◆ **COMPITO RICHIESTO**
Traduci in inglese questa frase del testo sulla psicologa italiana a Berlino: «In Germania ci sono le assicurazioni, e una burocrazia complessa.»

◆ **TESTO**
Male di vivere all'estero, ci pensa la psicologa

Giulia Borriello, dopo una laurea alla Vita-Salute, si è trasferita a Berlino, dove non sempre emigrare corrisponde all'eden

Giulia Borriello

Giulia Borriello

Milano, 21 novembre 2018 - Esiste un male di vivere a Berlino? La città mitizzata da generazioni di giovani italiani non è per tutti la terra promessa che si può immaginare dagli inverni miti del Belpaese: gli affitti sono cari, la lingua non è troppo friendly da imparare, il sole saluta alle quattro del pomeriggio per otto mesi all’anno. E la sua natura di città-ponte verso un altrove non aiuta a consolidare relazioni. Per quei “non tutti” c’è Giulia Borriello: 35 anni, si è trasferita a Berlino con suo marito nel 2013, dopo la laurea specialistica in Psicologia all’università Vita-Salute (lode e menzione al merito accademico) e il tirocinio a Ville Turro, al dipartimento di Neuroscienze del San Raffaele, dove ha lavorato sui disturbi d’ansia. In Germania ha fondato, con altre psicoterapeute e psichiatre italiane, «Salutare e.V.», di cui oggi è vicepresidente.

La prima associazione per la salute mentale italiana in Germania. I disturbi sono causa o conseguenza dell’emigrazione?

«Per alcuni il bisogno di un supporto psicologico nasce dall’essere expat, altri erano seguiti in Italia e vogliono continuare».

E in lingua originale è più facile...

«Anche ricerche scientifiche mostrano come la terapia in lingua madre sia la più efficace. In generale la lingua è uno degli elementi che appena arrivati a Berlino possono rendere difficile orientarsi: non tutti parlano inglese, la prima lingua è il tedesco più che in altre capitali europee. Cinque anni fa c’era poco dal punto di vista della terapia: eravamo sette italiane per una comunità di circa 25 mila persone. Oggi gli italiani a Berlino sono 40 mila, e la nostra associazione ha messo in rete quasi cinquanta professionisti, non solo in città. Ma lavoriamo anche con l’ambasciata, le istituzioni tedesche e le assicurazioni sanitarie per aiutare gli italiani con tutti i problemi di salute in Germania».

Avete pubblicato una guida gratuita al sistema sanitario tedesco. È così difficile farsi curare in Germania?

«Più che altro il sistema è complicato, e noi italiani tendiamo a dar per scontato il nostro servizio sanitario nazionale, che dovremmo tenerci stretto. In Germania ci sono le assicurazioni, e una burocrazia complessa. Capire come funziona non è automatico, anzi, può incidere su persone predisposte all’ansia».

Lavora in un centro che segue persone di varie nazionalità in lingua madre.

◆ **SEZIONE DEL MATERIALE**
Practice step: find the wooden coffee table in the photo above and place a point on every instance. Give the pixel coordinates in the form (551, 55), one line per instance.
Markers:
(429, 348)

◆ **RISPOSTA AL COMPITO**
In Germany there are insurance companies, and a complex bureaucracy.